PROBLEM:
For the entries below, print exactly the lines between the line holding "e.g. point(433, 93)" and the line holding "e.g. point(315, 20)", inclusive, and nothing else.

Data entries:
____

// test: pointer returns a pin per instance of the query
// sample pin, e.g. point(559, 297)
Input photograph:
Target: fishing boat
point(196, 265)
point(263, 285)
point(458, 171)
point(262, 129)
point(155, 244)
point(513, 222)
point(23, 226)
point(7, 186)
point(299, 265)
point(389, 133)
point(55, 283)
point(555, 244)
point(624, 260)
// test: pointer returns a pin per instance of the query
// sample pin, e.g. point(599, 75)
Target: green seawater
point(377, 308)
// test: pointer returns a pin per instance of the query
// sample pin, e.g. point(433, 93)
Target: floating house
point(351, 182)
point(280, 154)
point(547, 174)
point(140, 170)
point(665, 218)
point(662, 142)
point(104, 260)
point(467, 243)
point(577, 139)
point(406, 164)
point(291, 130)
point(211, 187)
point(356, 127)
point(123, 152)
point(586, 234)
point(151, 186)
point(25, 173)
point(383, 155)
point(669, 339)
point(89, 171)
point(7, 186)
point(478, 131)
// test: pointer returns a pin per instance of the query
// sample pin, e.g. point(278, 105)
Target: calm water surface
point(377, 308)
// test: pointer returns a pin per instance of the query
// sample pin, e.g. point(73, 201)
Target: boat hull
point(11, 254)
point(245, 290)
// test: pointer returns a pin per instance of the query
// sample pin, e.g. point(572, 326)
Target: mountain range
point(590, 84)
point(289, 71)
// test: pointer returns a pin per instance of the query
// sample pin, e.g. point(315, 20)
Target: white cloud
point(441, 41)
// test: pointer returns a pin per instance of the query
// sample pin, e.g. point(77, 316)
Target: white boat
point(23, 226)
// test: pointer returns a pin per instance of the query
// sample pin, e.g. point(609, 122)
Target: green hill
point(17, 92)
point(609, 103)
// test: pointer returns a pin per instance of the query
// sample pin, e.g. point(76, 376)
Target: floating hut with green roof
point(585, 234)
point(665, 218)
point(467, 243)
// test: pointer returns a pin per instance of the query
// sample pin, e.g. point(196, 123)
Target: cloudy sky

____

ANSWER SPACE:
// sample pin, e.g. point(433, 93)
Target: floating house
point(351, 182)
point(280, 154)
point(547, 174)
point(140, 170)
point(665, 218)
point(662, 142)
point(104, 260)
point(467, 243)
point(577, 139)
point(406, 164)
point(291, 130)
point(211, 187)
point(356, 127)
point(123, 152)
point(586, 234)
point(151, 186)
point(25, 173)
point(383, 155)
point(669, 339)
point(89, 171)
point(7, 186)
point(478, 131)
// test: pointer returns a pin per instance of the query
// sample pin, e.g. point(278, 105)
Target: calm water surface
point(377, 308)
// test: pointer returns a pin per instance of the query
// sample pin, e.g. point(73, 201)
Target: boat hull
point(11, 254)
point(245, 290)
// test: pointer returns a pin per instance of the query
// sample pin, e.g. point(572, 326)
Target: mountain range
point(590, 84)
point(289, 71)
// test: pointer returns a pin per instance of the query
// sample pin, e.g. point(315, 20)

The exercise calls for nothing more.